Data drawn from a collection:
## begin

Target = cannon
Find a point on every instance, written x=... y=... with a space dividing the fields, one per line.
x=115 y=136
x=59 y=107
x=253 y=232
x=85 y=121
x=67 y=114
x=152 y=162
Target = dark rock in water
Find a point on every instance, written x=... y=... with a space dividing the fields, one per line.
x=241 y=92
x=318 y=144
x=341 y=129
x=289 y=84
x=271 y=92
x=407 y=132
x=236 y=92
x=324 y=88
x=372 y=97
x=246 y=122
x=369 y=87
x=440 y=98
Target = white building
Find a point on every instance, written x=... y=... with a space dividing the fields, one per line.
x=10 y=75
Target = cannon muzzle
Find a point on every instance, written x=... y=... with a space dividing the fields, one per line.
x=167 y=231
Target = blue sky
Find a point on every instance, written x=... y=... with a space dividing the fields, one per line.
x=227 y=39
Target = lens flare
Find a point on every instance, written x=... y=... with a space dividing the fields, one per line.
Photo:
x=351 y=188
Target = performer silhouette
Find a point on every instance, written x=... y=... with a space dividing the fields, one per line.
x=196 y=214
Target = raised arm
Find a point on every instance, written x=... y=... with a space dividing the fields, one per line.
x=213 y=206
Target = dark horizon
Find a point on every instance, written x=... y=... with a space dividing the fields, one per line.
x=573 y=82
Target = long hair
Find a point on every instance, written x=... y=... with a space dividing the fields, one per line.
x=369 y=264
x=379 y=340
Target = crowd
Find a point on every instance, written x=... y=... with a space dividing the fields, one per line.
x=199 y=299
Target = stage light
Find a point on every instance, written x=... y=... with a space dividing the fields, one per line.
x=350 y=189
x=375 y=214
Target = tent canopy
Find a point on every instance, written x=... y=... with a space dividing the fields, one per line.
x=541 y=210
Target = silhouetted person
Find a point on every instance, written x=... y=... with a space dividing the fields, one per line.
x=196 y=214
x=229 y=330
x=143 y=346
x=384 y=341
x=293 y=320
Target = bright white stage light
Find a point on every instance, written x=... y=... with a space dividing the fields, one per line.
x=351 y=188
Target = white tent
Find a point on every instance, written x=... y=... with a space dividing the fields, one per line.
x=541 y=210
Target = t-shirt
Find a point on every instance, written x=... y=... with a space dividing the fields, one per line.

## end

THE REQUEST:
Repeat word for word the part of the data above that begins with the line containing "Target = white tent" and runs through the final line of the data, including both of those lines.

SOLUTION TO THIS PROBLEM:
Target = white tent
Find a point on every instance, written x=... y=... with a space dividing the fields, one per line.
x=541 y=210
Target = t-shirt
Find a point on every instance, written x=... y=... with a space dividing the fields, one per line.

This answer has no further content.